Request >>
Pick up the mailing-list thread on placement group distribution across OSDs after its last sentence and continue writing it.

Passage shown >>
▼
Ha, replying to my own reply!  Thinking about this a little more, these 
two techniques may in fact still be complementary.  For very large 
clusters where the PG counts per OSD may be low, I suspect we will want 
to at least make sure the initial map guarantees that every OSD has at 
least 1 PG so we can do proper re-weighting down the road.  In fact the 
better the initial distribution is, the less crazy we'll have to get 
with re-weighting, so it may not be a bad idea to use both techniques.

>
> Mark
>
>
> On 12/11/2013 12:22 AM, Duan, Jiangang wrote:
>> Cc the mail list as Sage suggested.
>>
>> -----Original Message-----
>> From: Sage Weil [mailto:sage@inktank.com]
>> Sent: Wednesday, December 11, 2013 2:10 PM
>> To: Zhang, Jian
>> Cc: Mark Nelson; Duan, Jiangang
>> Subject: RE: question on BG# and its performance impact
>>
>> On Wed, 11 Dec 2013, Zhang, Jian wrote:
>>> Thanks for the suggestions, I will take a look on the ls output.
>>> No, we didn't use the optimal crush tunables.
>>
>> Hopefully that is part of it... try repeating the test with the
>> optimal tunables (now the default in master)!
>>
>> s
>>
>>
>>>
>>> Jian
>>>
>>> -----Original Message-----
>>> From: Sage Weil [mailto:sage@inktank.com]
>>> Sent: Wednesday, December 11, 2013 1:36 PM
>>> To: Zhang, Jian
>>> Cc: Mark Nelson; Duan, Jiangang
>>> Subject: RE: question on BG# and its performance impact
>>>
>>> I might be worthwhile here to get teh actual list of objects (rados
>>> -p $pool ls list.txt) and calculate the pg and osd mappings for each
>>> of them to verify things are uniform.
>>>
>>> One thing: are you using the 'optimal' crush tunables (ceph osd crush
>>> tunables optimal)?
>>>
>>> Also, can we cc ceph-devel?
>>>
>>> sage
>>>
>>>
>>> On Wed, 11 Dec 2013, Zhang, Jian wrote:
>>>
>>>> Mark,
>>>> Thanks for the help.
>>>> For the performance dip, I think it should casued by the directory
>>>> splitting, just check several OSD, it does has many sub directories.
>>>> For the pg # and distribution, see if I understand you correctly:
>>>> When you said "a slow trend toward uniformity" do you mean the pg #
>>>> for each pool is unforim? But from sheet2, the pg # on OSD10 is 103,
>>>> while the pg # on OSD8 is 72, there is still a 30% gap. And I think
>>>> that's the reason we saw performance drop of 10M read with 1280 pgs
>>>> - pg # on the OSD is not balance.
▲
Data records >>
▼
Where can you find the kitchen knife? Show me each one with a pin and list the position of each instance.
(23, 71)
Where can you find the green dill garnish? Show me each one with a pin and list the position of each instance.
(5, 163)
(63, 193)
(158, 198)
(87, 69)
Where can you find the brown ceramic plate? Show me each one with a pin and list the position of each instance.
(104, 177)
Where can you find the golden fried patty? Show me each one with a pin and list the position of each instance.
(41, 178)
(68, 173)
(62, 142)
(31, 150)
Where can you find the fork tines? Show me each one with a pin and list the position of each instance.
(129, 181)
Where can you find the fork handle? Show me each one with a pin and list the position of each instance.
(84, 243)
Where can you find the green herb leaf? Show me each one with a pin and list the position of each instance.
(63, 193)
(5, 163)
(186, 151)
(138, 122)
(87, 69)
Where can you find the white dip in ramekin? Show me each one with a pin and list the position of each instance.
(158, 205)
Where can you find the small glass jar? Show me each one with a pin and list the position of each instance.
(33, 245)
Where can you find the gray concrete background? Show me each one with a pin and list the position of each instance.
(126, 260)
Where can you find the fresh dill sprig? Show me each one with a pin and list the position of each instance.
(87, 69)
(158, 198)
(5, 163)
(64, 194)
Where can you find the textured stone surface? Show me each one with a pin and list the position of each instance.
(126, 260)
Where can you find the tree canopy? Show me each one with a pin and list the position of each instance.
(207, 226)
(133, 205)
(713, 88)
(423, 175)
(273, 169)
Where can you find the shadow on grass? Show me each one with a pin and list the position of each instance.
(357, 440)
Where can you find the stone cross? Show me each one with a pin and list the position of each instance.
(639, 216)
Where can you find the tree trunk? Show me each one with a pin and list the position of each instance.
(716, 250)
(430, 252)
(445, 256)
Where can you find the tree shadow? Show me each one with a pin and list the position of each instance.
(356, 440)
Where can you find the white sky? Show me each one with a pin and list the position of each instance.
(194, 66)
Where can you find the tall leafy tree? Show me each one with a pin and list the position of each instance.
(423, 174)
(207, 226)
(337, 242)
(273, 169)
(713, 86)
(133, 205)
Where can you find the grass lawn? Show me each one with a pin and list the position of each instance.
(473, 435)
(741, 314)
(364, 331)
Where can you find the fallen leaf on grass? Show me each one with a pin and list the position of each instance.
▲
Exercise response >>
>>>>
>>>> Thanks
>>>> Jian
>>>>
>>>> -----Original Message-----
>>>> From: Mark Nelson [mailto:mark.nelson@inktank.com]
>>>> Sent: Wednesday, December 11, 2013 12:01 PM
>>>> To: Duan, Jiangang
>>>> Cc: Sage Weil (sage@inktank.com); Zhang, Jian
>>>> Subject: Re: question on BG# and its performance impact
>>>>
>>>> Hi Jiangang,
>>>>
>>>> My results are rather old at this point, but I did similar testing
>>>> last spring to look at PG distribution and performance (with larger
>>>> writes) with varying numbers of PGs.  I saw what looked like a slow
>>>> trend toward uniformity.  Performance however was quite variable.
>>>>
>>>> The performance dip you saw after many hours may have been due to
>>>> directory splitting on the underlying OSDs.  When this happens
>>>> depends on the number of objects that are written out and the number
>>>> of PGs in the pool.  Eventually, when enough objects are written,
>>>> the filestore will create a deeper nested directory structure to
>>>> store objects to keep the maximum number of objects per directory
>>>> below a certain maximum.
>>>> This is governed by two settings:
>>>>
>>>> filestore merge threshold = 10
>>>>
>>>> filestore split multiple = 2
>>>>
>>>> The total number of objects per directory is by default 10 * 2 * 16
>>>> = 320.  With small PG counts this can cause quite a bit of directory
>>>> splitting if there are many objects.
>>>>
>>>> I believe that it is likely these defaults are lower than necessary
>>>> and we could allow more objects per directory, potentially reducing
>>>> the number of seeks for dentry lookups (though theoretically this
>>>> should be cached).  We definitely have seen this have a large
>>>> performance impact with RGW though on clusters with small numbers of
>>>> PGs.  With more PGs, and more relaxed thresholds, directory
>>>> splitting doesn't happen until many many millions of objects are
>>>> written out, and performance degradation as the disk fills up
>>>> appears to be less severe.
>>>>
>>>> Mark
>>>>
>>>> On 12/10/2013 09:05 PM, Duan, Jiangang wrote:
>>>>> Sage/mark,
>>>>>
>>>>> We find object# unbalance condition in our Ceph setup for both RBD
>>>>> and object. Refer to the attached pdf.
>>>>>
>>>>> Increase the PG# does increase performance however result in
>>>>> unstable issues ?
>>>>>
>>>>> Is this a known issue and do you have any BKM to fix this?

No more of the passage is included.